◆ EXERCISE AIM: Return, without pictures, the lines from the start of the data through the one that contains "509L1239 1654L1279 847L1249".

◆ DATASET RECORDS:
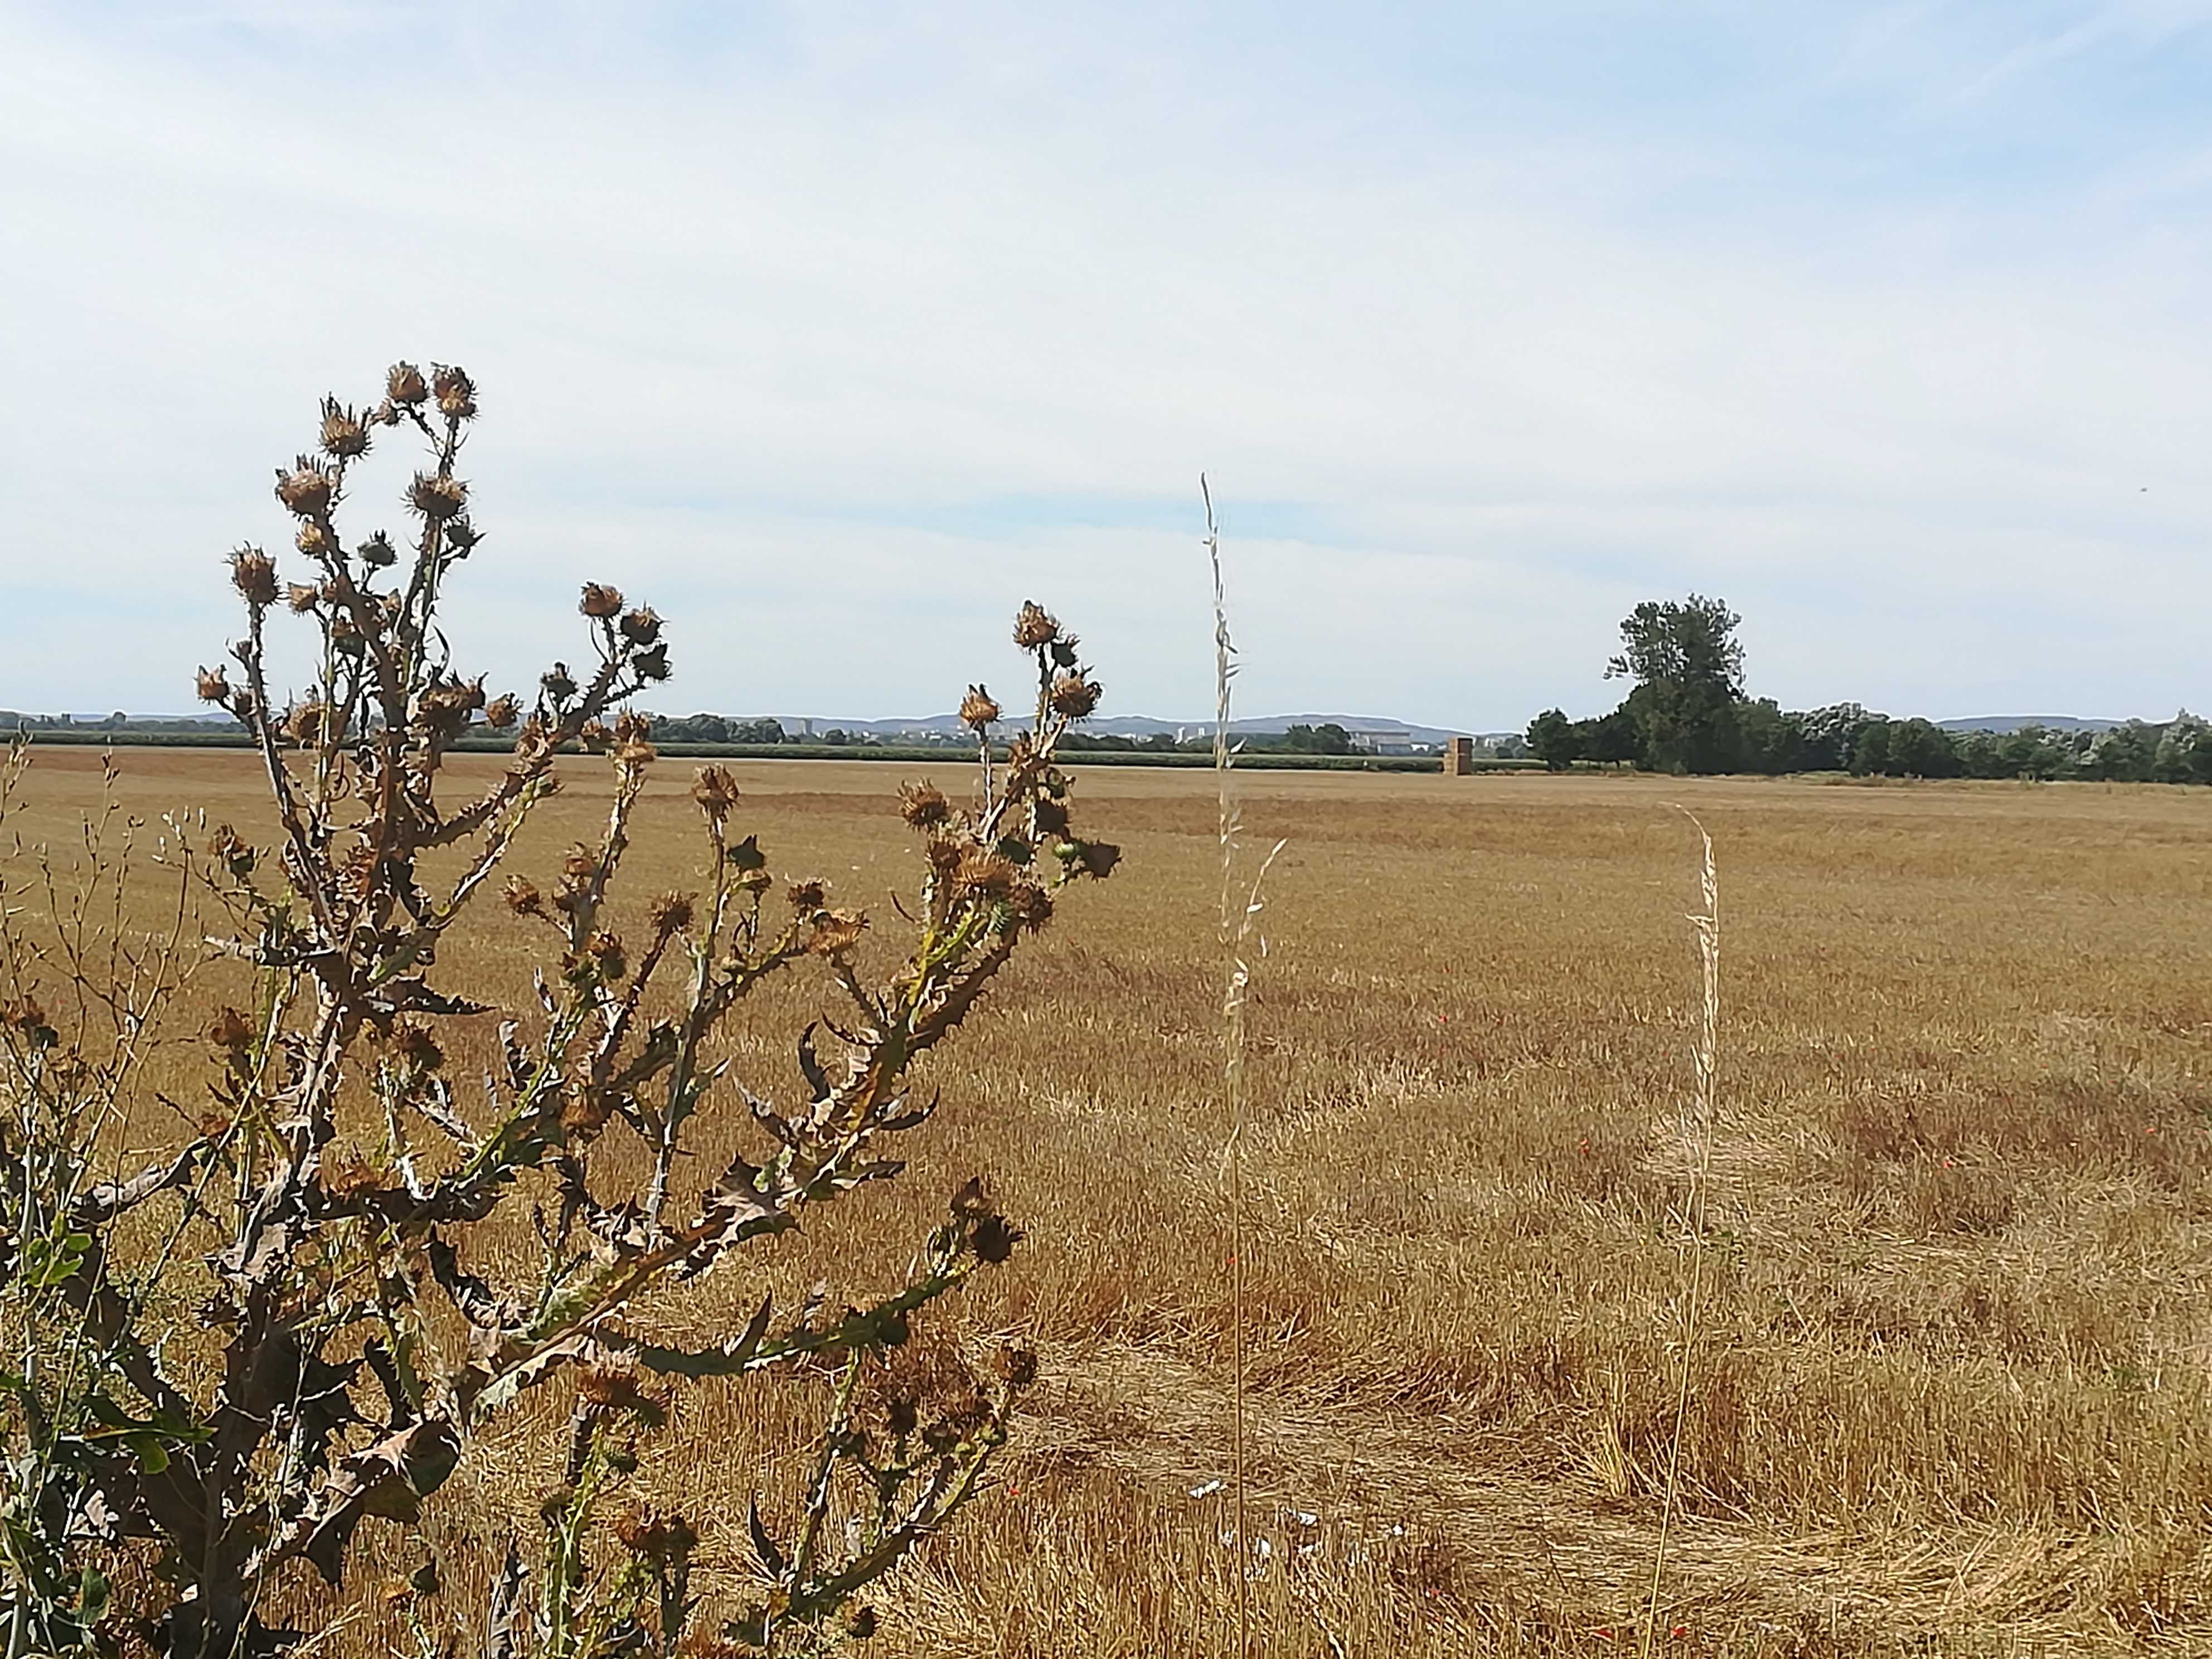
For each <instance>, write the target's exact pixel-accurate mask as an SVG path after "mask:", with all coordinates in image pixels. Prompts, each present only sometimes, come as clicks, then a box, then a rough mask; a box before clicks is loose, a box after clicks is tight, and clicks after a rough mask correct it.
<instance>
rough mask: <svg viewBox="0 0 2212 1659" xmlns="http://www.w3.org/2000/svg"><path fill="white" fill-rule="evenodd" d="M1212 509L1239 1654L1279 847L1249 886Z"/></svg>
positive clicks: (1229, 642)
mask: <svg viewBox="0 0 2212 1659" xmlns="http://www.w3.org/2000/svg"><path fill="white" fill-rule="evenodd" d="M1199 498H1201V500H1203V502H1206V560H1208V564H1210V566H1212V573H1214V787H1217V796H1219V838H1221V947H1223V951H1228V987H1225V991H1223V995H1221V1084H1223V1095H1225V1097H1228V1113H1230V1133H1228V1146H1225V1148H1223V1155H1225V1161H1228V1179H1230V1486H1232V1500H1230V1502H1232V1511H1234V1522H1232V1531H1234V1544H1237V1652H1241V1655H1243V1652H1250V1650H1252V1593H1250V1571H1248V1566H1250V1562H1248V1548H1245V1267H1248V1263H1245V1225H1243V1119H1245V1006H1248V1002H1250V991H1252V958H1254V956H1265V951H1267V942H1265V938H1261V933H1259V914H1261V902H1263V900H1261V887H1263V883H1265V880H1267V869H1270V867H1272V865H1274V858H1276V854H1279V852H1283V845H1285V843H1281V841H1276V843H1274V847H1272V849H1270V852H1267V856H1265V858H1261V865H1259V869H1256V872H1254V874H1252V880H1250V883H1241V880H1239V874H1237V854H1239V852H1241V847H1243V814H1241V810H1239V805H1237V787H1234V770H1237V745H1234V743H1230V681H1232V679H1234V677H1237V646H1234V644H1232V641H1230V617H1228V591H1225V586H1223V580H1221V526H1219V524H1217V522H1214V495H1212V489H1210V487H1208V482H1206V476H1203V473H1201V476H1199Z"/></svg>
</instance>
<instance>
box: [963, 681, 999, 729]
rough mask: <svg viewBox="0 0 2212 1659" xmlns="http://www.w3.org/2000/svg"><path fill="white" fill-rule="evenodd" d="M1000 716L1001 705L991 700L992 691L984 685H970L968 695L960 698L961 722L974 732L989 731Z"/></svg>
mask: <svg viewBox="0 0 2212 1659" xmlns="http://www.w3.org/2000/svg"><path fill="white" fill-rule="evenodd" d="M998 717H1000V706H998V703H995V701H991V692H987V690H984V688H982V686H969V690H967V697H962V699H960V723H962V726H967V728H969V730H973V732H987V730H989V728H991V721H995V719H998Z"/></svg>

◆ ANSWER BOX:
For each <instance>, write the target's exact pixel-accurate mask as an SVG path after "mask:", with all coordinates in image pixels. Prompts, each present only sometimes, come as clicks, then a box, then a rough mask; a box before clicks is loose, a box after clicks is tight, and clicks after a rough mask correct it.
<instance>
rough mask: <svg viewBox="0 0 2212 1659" xmlns="http://www.w3.org/2000/svg"><path fill="white" fill-rule="evenodd" d="M1212 509L1239 1654L1279 847L1249 886Z"/></svg>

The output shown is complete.